▸ **Exercise objective**: No record may be left out; print them all verbatim.

▸ **The records**:

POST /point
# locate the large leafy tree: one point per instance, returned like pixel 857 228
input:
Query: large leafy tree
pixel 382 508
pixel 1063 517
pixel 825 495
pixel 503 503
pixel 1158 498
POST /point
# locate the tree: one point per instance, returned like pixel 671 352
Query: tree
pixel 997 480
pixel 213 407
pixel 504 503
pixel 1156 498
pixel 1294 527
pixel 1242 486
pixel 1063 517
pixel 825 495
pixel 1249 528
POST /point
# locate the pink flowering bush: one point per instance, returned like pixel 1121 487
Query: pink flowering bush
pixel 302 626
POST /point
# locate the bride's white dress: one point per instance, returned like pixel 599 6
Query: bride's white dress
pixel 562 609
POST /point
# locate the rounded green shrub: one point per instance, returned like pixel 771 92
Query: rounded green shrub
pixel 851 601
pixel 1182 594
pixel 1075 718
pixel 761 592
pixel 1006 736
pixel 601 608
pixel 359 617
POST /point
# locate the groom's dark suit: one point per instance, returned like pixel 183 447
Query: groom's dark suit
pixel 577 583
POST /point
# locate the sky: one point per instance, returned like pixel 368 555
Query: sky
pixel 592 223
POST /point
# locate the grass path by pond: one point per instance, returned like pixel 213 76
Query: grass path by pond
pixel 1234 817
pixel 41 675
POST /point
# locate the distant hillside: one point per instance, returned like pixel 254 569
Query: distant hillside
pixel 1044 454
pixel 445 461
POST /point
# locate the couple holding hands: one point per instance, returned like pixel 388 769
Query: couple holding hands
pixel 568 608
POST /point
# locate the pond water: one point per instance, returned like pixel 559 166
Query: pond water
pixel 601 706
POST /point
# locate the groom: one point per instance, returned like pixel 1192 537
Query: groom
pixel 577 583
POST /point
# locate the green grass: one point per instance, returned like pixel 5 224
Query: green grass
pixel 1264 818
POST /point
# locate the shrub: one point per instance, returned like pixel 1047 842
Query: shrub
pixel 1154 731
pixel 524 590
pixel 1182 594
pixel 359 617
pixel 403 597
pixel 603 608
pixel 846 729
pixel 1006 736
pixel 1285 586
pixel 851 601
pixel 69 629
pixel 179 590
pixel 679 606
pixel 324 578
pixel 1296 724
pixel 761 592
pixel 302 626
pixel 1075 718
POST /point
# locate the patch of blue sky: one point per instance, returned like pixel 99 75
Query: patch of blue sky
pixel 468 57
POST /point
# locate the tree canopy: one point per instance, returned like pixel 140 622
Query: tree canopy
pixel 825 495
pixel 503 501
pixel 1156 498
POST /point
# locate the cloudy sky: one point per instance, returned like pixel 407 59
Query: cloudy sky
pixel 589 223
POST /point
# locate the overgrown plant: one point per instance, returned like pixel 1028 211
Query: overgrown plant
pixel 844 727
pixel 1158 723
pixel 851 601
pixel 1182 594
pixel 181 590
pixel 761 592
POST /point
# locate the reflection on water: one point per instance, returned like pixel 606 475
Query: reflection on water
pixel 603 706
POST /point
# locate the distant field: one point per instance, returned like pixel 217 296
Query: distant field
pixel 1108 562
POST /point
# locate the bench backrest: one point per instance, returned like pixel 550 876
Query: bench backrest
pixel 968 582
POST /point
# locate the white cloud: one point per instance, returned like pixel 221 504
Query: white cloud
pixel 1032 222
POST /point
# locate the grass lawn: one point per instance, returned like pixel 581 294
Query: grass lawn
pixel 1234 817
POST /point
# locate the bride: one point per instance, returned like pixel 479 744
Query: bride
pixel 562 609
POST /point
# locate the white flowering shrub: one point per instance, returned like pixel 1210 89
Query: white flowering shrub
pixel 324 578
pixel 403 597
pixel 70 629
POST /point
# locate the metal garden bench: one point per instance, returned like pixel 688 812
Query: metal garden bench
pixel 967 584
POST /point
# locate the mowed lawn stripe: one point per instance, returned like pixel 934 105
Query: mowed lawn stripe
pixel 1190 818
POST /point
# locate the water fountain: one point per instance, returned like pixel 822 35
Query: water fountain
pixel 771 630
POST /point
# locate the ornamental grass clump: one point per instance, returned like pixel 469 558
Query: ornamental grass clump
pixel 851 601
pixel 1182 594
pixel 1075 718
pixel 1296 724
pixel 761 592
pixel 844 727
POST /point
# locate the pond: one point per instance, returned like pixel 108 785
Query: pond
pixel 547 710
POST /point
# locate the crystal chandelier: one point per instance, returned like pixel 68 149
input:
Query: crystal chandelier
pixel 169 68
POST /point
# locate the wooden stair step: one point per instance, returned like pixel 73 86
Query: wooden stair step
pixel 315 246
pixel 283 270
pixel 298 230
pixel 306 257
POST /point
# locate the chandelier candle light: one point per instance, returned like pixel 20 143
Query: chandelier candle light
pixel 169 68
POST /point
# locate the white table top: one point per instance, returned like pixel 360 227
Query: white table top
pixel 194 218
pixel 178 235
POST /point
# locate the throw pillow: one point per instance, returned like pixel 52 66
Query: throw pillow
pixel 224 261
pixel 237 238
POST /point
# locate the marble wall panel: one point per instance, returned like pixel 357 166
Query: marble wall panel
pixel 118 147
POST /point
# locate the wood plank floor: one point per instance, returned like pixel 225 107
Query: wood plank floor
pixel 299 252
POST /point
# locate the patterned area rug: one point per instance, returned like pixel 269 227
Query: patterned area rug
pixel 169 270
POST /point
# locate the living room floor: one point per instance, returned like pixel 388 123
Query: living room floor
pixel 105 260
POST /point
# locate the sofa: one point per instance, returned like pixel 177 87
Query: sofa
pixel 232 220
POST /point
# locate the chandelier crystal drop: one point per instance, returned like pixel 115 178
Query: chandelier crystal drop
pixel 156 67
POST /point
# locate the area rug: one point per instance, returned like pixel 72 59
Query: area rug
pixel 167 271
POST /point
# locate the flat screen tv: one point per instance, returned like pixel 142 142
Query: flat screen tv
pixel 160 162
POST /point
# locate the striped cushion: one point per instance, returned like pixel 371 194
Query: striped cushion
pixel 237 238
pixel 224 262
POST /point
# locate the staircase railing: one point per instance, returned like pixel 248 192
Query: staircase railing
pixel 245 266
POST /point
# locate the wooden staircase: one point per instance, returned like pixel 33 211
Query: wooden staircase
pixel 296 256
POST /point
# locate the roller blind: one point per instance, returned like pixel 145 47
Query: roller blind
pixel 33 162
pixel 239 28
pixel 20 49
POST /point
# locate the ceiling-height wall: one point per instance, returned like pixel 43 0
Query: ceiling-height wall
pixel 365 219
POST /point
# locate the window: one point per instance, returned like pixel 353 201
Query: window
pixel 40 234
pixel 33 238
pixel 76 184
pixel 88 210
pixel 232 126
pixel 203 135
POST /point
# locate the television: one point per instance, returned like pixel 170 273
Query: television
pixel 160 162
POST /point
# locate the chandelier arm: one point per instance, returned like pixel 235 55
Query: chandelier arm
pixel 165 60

▸ **Exercise result**:
POST /point
# locate the large leafy tree: one point per instance, returned like pixel 857 228
input:
Query: large leafy tree
pixel 382 508
pixel 1063 517
pixel 825 495
pixel 503 503
pixel 1158 498
POST /point
# locate the tree: one point per instance, returned like pixel 671 352
Query: tree
pixel 997 480
pixel 213 407
pixel 504 503
pixel 1156 498
pixel 1294 527
pixel 1242 486
pixel 1063 517
pixel 825 495
pixel 1249 528
POST /point
# locate the pink flowering bush: one point per instance, returned like pixel 1121 487
Query: pink flowering bush
pixel 302 626
POST /point
# locate the bride's white dress: one point per instance, returned like pixel 599 6
Query: bride's white dress
pixel 562 609
POST /point
# locate the rounded green shrub: one point per instance, returned like pixel 771 92
Query: rounded green shrub
pixel 851 601
pixel 1182 594
pixel 1075 718
pixel 761 592
pixel 1006 736
pixel 601 608
pixel 359 617
POST /point
# locate the groom's dark suit: one point per instance, returned like pixel 183 447
Query: groom's dark suit
pixel 577 583
POST /point
# locate the sky: one point per instance, returned like pixel 368 555
Query: sky
pixel 592 223
POST /point
# locate the grass path by pond: one point per instance, returned like pixel 213 76
Query: grass path by pond
pixel 1234 817
pixel 41 675
POST /point
# locate the distant hillside: one point per instance, returned like pixel 254 569
Query: distant hillside
pixel 1044 454
pixel 445 461
POST /point
# locate the couple holding hands: one point per instance, returned like pixel 388 769
Query: couple holding hands
pixel 568 608
POST /point
# locate the pond water: one point per instance, returned like pixel 559 166
Query: pond water
pixel 601 706
POST /point
# locate the groom: one point per instance, returned like pixel 1192 537
Query: groom
pixel 577 583
POST /point
# locate the green grass: one point per instance, returned like pixel 5 224
Query: green grass
pixel 1264 818
POST /point
# locate the shrub: one point per instance, returned like pixel 1047 842
Query: shrub
pixel 1154 731
pixel 524 590
pixel 1182 594
pixel 359 617
pixel 403 597
pixel 603 608
pixel 846 729
pixel 1006 736
pixel 1285 586
pixel 851 601
pixel 69 629
pixel 179 590
pixel 679 606
pixel 324 578
pixel 1296 724
pixel 761 592
pixel 302 626
pixel 1075 718
POST /point
# locate the patch of blue sky: one point per instance, returned like pixel 99 75
Query: patch of blue sky
pixel 468 57
POST /point
# locate the tree canopy: one point per instance, returned like pixel 140 622
Query: tree canopy
pixel 825 495
pixel 503 501
pixel 1156 498
POST /point
# locate the cloudy sky: one point per instance, returned like pixel 407 59
Query: cloudy sky
pixel 589 223
POST /point
# locate the overgrown plant: one point per instance, returned like pixel 1028 211
Query: overgrown plant
pixel 844 727
pixel 1158 723
pixel 851 601
pixel 1182 594
pixel 181 590
pixel 761 592
POST /point
# locate the reflection on water: one point per instance, returned like pixel 606 475
Query: reflection on water
pixel 603 706
POST /point
# locate the distant field: one point per instance, returned like pixel 217 296
Query: distant field
pixel 1108 562
POST /point
# locate the bench backrest: one point per instance, returned like pixel 550 876
Query: bench backrest
pixel 968 582
POST /point
# locate the white cloud: one point per instance, returned like pixel 221 504
Query: white cloud
pixel 1032 222
POST /point
# locate the grass lawn: one point per instance, returned like pixel 581 294
Query: grass lawn
pixel 1234 817
POST /point
# locate the bride: one point per instance, returned like pixel 479 744
Query: bride
pixel 562 609
POST /point
# locate the white flowering shrub: one point per instance, returned like pixel 1210 89
Query: white flowering shrub
pixel 324 578
pixel 403 597
pixel 70 629
POST /point
# locate the metal garden bench: one point per instance, returned like pixel 688 812
Query: metal garden bench
pixel 967 584
POST /point
# locate the mowed lawn stripe: one point per instance, returned like pixel 934 105
Query: mowed lawn stripe
pixel 1190 818
POST /point
# locate the water fountain: one point per instance, returned like pixel 822 35
Query: water fountain
pixel 771 630
POST /point
# locate the ornamental grass clump: one point per instance, returned like pixel 469 558
Query: ornamental grass clump
pixel 851 601
pixel 1182 594
pixel 1075 718
pixel 1296 724
pixel 761 592
pixel 844 727
POST /point
# locate the pond: one point per instance, returned like pixel 108 785
Query: pond
pixel 547 710
POST /point
# locate the crystal chandelier: one point per instance, returned like pixel 68 149
input:
Query: crystal chandelier
pixel 169 68
POST /point
# locate the wooden stair step: one point per instance, returned like pixel 73 86
Query: wooden stair step
pixel 315 246
pixel 283 270
pixel 298 230
pixel 306 257
POST /point
# locate the chandelier candle light: one point per instance, returned like pixel 20 143
Query: chandelier candle light
pixel 169 68
POST /point
# locate the white table top: one point per instance, returned like pixel 360 227
Query: white table top
pixel 194 218
pixel 178 235
POST /point
# locate the throw pillow: one point per instance, returned like pixel 52 66
Query: throw pillow
pixel 224 261
pixel 237 238
POST /point
# locate the marble wall panel: one point per instance, returned like pixel 357 166
Query: marble wall panel
pixel 118 147
POST /point
# locate the wood plank floor: one point per instance, returned like pixel 225 107
Query: wood plank floor
pixel 299 252
POST /point
# locate the patterned area rug: one point per instance, returned like pixel 269 227
Query: patterned area rug
pixel 169 270
POST /point
# locate the living room floor: one point per instance, returned like pixel 388 123
Query: living room floor
pixel 105 260
POST /point
# locate the sofa: one point per instance, returned like pixel 177 87
Query: sofa
pixel 232 220
POST /point
# locate the chandelier crystal drop: one point per instance, returned like pixel 115 178
Query: chandelier crystal drop
pixel 156 67
POST /point
# locate the area rug: one point per instance, returned like pixel 72 59
Query: area rug
pixel 167 271
POST /point
# locate the flat screen tv: one point per instance, returned like pixel 142 142
Query: flat screen tv
pixel 160 162
POST /point
# locate the striped cushion: one point per instance, returned like pixel 371 194
Query: striped cushion
pixel 237 238
pixel 224 262
POST /point
# locate the staircase railing: one point per instance, returned like pixel 248 192
Query: staircase railing
pixel 245 266
POST /point
# locate the wooden staircase: one point per instance, returned like pixel 33 211
Query: wooden staircase
pixel 296 256
POST /point
# locate the roller blind: one point per instance, returned like pixel 145 47
Query: roller blind
pixel 33 162
pixel 239 28
pixel 20 49
POST /point
# locate the ceiling-height wall: one point per instance, returned like pixel 43 0
Query: ceiling-height wall
pixel 365 219
POST /point
# locate the window: one point per instance, returned like pixel 353 201
Query: window
pixel 40 234
pixel 33 238
pixel 76 184
pixel 88 210
pixel 232 126
pixel 203 135
POST /point
# locate the television: one point per instance, returned like pixel 170 273
Query: television
pixel 160 162
POST /point
# locate the chandelier arm: one point per instance, returned like pixel 235 55
Query: chandelier arm
pixel 165 60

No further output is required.